Assigned task: From the records below, determine the number of lines containing "block". Output that number alone.

=== Section Start ===

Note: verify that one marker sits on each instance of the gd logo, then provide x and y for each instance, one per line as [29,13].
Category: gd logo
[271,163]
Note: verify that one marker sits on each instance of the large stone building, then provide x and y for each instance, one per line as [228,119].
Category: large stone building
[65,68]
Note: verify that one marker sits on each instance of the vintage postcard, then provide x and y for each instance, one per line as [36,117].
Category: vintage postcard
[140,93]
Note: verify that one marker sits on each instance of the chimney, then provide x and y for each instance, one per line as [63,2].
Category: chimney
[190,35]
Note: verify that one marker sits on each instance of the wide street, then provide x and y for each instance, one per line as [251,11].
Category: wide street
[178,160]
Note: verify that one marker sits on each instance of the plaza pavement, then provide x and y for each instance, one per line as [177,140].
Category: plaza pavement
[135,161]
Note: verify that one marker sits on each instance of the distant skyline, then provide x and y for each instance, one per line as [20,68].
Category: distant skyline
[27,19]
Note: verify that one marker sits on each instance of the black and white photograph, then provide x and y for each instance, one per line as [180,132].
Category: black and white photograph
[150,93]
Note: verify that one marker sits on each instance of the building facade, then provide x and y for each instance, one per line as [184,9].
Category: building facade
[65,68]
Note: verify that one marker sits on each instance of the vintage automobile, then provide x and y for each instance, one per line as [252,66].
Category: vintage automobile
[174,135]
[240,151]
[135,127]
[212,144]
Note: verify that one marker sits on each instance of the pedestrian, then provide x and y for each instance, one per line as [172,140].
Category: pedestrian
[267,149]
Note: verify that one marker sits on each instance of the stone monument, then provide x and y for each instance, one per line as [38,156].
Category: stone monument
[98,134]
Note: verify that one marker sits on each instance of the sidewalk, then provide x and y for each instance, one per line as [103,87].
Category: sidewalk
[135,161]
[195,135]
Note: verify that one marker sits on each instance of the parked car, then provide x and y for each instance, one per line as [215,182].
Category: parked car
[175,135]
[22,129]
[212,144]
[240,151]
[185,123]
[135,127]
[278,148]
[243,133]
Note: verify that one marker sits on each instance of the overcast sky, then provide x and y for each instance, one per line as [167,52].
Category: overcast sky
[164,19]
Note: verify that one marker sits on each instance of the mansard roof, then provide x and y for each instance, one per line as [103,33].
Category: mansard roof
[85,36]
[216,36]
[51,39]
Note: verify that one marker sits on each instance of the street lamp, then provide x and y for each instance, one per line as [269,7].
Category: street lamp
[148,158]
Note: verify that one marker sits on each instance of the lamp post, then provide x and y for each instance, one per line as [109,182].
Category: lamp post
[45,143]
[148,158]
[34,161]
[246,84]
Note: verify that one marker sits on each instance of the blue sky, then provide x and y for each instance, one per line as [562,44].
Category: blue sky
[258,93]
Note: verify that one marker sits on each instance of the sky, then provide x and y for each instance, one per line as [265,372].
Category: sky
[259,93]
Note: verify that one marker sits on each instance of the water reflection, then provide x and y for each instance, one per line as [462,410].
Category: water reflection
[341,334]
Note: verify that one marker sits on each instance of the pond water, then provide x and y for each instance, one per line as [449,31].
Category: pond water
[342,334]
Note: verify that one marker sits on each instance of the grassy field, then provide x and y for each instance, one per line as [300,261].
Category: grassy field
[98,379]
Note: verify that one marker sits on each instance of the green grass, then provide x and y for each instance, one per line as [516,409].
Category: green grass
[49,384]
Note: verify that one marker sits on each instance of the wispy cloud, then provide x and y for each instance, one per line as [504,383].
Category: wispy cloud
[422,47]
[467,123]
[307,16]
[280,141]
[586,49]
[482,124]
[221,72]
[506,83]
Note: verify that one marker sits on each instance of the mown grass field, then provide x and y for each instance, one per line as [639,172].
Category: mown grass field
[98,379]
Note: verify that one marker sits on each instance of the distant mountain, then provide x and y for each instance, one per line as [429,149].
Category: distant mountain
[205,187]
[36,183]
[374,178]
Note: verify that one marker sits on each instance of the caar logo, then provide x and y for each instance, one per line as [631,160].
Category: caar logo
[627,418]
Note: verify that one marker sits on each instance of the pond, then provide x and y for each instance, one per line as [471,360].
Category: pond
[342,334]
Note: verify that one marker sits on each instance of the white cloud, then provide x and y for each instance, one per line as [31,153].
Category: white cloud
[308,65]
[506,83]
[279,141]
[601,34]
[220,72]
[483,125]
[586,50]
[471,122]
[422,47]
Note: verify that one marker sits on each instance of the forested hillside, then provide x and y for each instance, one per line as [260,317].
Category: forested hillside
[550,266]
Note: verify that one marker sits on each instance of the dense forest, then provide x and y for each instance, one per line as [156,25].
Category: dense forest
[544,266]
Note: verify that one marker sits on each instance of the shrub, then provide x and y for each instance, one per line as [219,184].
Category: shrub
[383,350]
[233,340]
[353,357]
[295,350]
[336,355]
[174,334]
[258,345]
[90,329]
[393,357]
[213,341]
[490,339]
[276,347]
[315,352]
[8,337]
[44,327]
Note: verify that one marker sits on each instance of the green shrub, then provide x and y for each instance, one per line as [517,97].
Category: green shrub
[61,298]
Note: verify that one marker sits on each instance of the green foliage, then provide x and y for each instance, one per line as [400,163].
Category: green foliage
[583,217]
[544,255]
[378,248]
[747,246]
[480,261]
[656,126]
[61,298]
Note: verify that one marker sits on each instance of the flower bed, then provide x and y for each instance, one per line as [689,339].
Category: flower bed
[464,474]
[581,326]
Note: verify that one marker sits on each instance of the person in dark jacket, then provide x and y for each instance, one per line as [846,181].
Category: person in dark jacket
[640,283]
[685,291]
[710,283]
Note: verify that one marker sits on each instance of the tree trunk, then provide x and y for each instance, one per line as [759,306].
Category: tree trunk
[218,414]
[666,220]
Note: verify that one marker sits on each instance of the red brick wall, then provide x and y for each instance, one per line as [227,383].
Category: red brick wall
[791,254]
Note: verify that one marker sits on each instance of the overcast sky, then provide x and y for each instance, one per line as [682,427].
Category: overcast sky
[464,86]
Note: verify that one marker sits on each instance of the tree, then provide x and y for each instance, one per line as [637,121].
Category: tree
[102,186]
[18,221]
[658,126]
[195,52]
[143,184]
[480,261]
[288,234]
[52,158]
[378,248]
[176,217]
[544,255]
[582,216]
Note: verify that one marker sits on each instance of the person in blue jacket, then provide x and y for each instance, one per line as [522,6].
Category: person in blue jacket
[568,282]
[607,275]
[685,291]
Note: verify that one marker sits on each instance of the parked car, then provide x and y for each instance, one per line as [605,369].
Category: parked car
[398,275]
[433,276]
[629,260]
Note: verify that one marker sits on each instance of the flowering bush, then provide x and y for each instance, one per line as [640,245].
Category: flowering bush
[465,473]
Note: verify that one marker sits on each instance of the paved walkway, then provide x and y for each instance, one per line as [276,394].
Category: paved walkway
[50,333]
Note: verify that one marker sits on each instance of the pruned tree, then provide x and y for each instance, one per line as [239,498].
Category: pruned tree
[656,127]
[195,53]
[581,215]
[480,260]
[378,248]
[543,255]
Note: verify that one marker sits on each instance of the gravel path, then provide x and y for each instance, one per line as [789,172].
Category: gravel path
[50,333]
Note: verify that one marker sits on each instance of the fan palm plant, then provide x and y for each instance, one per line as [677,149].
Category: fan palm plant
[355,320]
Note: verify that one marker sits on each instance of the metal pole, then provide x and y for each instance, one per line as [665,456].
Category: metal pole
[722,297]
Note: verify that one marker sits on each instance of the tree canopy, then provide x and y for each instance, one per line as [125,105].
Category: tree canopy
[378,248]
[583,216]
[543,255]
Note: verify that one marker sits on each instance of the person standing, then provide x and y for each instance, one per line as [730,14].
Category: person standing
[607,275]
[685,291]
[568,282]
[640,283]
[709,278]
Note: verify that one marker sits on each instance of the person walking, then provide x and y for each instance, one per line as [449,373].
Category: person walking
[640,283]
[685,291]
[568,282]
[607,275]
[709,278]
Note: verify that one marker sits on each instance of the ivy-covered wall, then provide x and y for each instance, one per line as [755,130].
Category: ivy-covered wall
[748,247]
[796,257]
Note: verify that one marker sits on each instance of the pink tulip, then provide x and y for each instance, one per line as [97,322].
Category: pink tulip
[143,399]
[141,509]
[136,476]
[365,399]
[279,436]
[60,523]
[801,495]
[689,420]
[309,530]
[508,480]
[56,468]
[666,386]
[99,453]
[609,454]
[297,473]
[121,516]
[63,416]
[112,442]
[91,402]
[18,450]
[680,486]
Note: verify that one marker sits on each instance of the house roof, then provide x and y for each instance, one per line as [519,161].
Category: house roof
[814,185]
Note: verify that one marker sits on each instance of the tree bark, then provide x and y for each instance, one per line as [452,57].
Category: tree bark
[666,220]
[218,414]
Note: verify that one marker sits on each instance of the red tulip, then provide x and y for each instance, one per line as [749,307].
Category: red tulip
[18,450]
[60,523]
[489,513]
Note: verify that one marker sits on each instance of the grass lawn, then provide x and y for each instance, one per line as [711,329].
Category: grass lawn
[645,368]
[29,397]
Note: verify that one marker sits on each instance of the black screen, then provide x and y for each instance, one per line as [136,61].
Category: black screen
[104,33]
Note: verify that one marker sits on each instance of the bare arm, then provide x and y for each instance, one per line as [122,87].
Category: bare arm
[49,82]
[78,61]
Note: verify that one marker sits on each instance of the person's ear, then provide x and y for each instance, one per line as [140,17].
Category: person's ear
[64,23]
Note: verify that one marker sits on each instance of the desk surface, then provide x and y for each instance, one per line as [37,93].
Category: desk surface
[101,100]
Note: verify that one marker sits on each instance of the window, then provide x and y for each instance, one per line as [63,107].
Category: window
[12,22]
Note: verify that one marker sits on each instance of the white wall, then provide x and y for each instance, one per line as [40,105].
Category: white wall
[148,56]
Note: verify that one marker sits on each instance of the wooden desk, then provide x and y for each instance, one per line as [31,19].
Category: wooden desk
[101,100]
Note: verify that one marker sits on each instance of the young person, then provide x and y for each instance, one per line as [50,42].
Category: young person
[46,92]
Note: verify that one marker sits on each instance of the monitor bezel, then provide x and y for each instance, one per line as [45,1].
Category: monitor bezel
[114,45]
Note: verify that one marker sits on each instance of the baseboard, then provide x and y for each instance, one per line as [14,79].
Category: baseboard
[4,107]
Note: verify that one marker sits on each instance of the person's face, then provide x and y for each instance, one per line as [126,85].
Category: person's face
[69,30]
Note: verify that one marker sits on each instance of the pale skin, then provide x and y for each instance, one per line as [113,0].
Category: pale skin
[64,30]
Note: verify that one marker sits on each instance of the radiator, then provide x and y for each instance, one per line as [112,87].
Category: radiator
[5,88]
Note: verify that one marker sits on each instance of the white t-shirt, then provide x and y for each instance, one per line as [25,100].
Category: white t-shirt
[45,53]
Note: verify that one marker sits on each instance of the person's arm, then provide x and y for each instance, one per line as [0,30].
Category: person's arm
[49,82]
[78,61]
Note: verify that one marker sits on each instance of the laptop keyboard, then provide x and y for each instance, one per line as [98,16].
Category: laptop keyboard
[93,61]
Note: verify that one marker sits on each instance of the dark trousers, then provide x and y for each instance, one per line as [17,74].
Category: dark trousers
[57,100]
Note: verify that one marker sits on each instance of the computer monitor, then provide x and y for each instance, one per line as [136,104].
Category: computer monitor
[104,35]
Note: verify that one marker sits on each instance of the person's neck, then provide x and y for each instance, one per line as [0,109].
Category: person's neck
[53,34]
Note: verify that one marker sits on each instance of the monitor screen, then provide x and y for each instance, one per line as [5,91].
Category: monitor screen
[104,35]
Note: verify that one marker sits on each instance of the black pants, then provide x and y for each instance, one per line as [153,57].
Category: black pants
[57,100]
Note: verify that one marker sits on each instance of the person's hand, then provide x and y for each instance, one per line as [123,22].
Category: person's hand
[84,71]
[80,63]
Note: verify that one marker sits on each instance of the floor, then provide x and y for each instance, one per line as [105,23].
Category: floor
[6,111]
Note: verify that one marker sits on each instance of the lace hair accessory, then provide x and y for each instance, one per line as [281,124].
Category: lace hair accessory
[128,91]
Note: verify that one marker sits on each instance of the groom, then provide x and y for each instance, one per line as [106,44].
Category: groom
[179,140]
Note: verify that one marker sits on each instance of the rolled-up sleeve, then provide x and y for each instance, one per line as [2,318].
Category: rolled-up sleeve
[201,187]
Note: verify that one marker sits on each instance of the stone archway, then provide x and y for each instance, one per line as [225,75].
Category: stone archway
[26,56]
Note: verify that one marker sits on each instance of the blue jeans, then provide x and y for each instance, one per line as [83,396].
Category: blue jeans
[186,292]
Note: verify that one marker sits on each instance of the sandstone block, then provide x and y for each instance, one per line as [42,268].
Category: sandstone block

=== Section End ===

Answer for the task: 2